_What the task requires:_ Restate word for word the entries below, starting with the line with "the radiating chapel." and continuing through the line with "tower arched window.". Include both of those lines and no others.

_Data records:_
/---
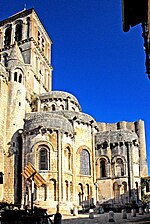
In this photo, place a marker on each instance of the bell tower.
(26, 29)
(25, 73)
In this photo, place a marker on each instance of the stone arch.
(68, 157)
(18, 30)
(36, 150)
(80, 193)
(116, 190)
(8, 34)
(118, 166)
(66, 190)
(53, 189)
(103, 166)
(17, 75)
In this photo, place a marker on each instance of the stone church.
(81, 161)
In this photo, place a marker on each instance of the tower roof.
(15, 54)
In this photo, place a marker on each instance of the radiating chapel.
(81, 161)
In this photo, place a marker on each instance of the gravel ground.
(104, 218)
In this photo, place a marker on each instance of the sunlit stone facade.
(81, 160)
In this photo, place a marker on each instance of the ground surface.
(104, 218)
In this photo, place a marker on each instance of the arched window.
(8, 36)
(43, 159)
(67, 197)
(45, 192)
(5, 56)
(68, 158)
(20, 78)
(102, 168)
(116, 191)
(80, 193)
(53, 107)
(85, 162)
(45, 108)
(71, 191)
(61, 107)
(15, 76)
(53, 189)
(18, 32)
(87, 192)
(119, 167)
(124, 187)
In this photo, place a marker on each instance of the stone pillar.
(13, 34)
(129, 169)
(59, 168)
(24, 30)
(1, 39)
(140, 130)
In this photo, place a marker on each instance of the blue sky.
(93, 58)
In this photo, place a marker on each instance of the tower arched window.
\---
/---
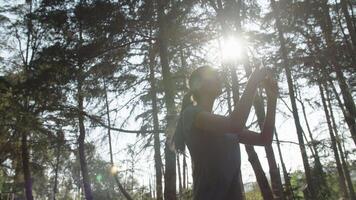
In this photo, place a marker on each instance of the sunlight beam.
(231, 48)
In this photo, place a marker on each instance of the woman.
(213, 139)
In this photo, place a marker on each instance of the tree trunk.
\---
/---
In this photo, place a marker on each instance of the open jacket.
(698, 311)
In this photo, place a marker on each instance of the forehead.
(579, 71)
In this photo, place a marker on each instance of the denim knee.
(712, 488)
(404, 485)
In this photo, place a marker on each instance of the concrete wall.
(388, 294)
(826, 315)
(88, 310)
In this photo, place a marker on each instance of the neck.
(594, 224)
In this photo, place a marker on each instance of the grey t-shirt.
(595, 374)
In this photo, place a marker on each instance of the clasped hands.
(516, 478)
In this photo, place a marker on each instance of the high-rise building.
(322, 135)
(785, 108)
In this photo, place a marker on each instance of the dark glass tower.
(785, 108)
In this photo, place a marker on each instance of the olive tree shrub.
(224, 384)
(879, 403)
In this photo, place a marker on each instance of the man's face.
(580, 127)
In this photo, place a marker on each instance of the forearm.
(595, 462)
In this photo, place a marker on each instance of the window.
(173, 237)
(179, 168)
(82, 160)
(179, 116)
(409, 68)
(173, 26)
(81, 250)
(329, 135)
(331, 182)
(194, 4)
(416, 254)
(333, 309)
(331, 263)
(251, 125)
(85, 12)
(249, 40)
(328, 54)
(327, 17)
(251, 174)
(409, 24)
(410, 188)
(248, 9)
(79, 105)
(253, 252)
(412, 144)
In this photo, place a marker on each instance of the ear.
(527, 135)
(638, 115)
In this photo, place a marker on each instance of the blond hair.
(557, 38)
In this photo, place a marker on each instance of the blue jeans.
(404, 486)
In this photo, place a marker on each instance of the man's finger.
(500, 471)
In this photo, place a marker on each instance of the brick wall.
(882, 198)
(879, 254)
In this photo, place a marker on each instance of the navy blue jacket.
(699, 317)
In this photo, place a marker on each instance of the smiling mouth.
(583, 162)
\---
_Completed exercise:_
In this photo, place a marker on each instance of the radiating chapel.
(81, 161)
In this photo, place a marker on each instance of the gravel ground.
(104, 218)
In this photo, place a marker on each instance of the sunlit stone facade.
(81, 160)
In this photo, place a marker on each instance of the ground surface.
(104, 218)
In this photo, place a marker on each instance of the arched window.
(8, 36)
(43, 159)
(67, 197)
(45, 192)
(5, 56)
(68, 158)
(20, 78)
(102, 168)
(116, 191)
(80, 193)
(53, 107)
(85, 162)
(45, 108)
(71, 191)
(61, 107)
(15, 76)
(53, 189)
(18, 32)
(87, 192)
(119, 167)
(124, 187)
In this photo, place a marker on each instance of the stone pillar.
(13, 34)
(129, 169)
(59, 168)
(24, 30)
(1, 39)
(140, 130)
In this photo, place a marker on each instance of the blue sky.
(93, 58)
In this photo, place a marker on each instance of the tower arched window.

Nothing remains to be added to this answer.